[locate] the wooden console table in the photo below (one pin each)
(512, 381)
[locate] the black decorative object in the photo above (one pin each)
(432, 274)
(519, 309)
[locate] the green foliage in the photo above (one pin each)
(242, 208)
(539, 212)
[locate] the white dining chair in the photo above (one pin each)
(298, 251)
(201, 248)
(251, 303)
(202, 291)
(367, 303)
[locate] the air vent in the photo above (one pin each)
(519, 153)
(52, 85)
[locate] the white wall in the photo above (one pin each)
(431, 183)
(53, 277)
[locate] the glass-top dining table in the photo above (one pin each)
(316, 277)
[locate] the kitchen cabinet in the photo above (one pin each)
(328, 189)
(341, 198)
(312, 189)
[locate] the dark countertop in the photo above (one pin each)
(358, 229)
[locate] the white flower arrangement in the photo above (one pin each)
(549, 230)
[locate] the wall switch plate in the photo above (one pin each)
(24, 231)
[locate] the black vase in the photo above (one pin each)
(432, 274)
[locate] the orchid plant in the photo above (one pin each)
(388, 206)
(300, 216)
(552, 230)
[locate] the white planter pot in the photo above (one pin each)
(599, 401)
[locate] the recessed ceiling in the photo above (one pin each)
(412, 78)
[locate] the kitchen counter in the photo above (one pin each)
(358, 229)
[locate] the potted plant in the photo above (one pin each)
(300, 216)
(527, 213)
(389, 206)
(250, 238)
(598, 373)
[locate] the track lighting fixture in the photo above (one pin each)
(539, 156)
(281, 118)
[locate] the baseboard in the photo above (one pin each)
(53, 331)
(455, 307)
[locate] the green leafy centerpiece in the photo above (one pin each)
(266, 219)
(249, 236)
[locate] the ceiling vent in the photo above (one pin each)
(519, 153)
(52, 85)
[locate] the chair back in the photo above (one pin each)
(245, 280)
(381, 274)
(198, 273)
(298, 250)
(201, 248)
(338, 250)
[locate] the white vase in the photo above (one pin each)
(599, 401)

-- Your instructions --
Could you transcribe all of the data exactly as it is given?

-- Result for this exercise --
[locate] the wooden console table in the photo below (one pin each)
(512, 381)
[locate] the black decorative object in the photo above (one pin each)
(432, 274)
(519, 309)
[locate] the green foliage in the photo above (one pin each)
(242, 208)
(539, 212)
[locate] the white dining chair in the photo above (one pin each)
(298, 251)
(201, 248)
(251, 303)
(202, 291)
(367, 303)
[locate] the air vent in the photo above (one pin each)
(519, 153)
(52, 85)
[locate] the white wall in the photo above (one pin each)
(431, 183)
(53, 277)
[locate] the glass-top dining table in the photo above (one pin each)
(316, 277)
[locate] the kitchen cabinet in the photo above (one pin each)
(328, 189)
(341, 198)
(312, 189)
[locate] the dark countertop in the photo above (one pin each)
(358, 229)
[locate] the white flower arrangement in the photo above (one pin each)
(549, 230)
[locate] the wall switch plate in the photo above (one pin each)
(24, 231)
[locate] the black vase in the photo above (one pin each)
(432, 274)
[locate] the orchid plant in the photo above (one pin each)
(388, 206)
(300, 216)
(552, 230)
[locate] the white planter pot in the photo above (one pin each)
(599, 401)
[locate] the recessed ceiling in the photo above (one pin each)
(412, 78)
[locate] the kitchen counter in the photo above (one pin each)
(358, 229)
[locate] the potted plant in the photo above (one pin each)
(300, 216)
(527, 213)
(389, 206)
(250, 238)
(598, 373)
[locate] the track lighting fixture in the photo above (one pin each)
(539, 156)
(281, 118)
[locate] the baseboard in the photo above (one pin each)
(53, 331)
(455, 307)
[locate] the green leafy centerpiece in the photo above (one pin each)
(266, 219)
(249, 236)
[locate] the ceiling vent in the photo above (one pin each)
(519, 153)
(52, 85)
[locate] the chair back in the photo above (one pin each)
(245, 280)
(381, 274)
(198, 273)
(298, 250)
(201, 248)
(338, 250)
[locate] the white vase in the photo above (one pin each)
(599, 401)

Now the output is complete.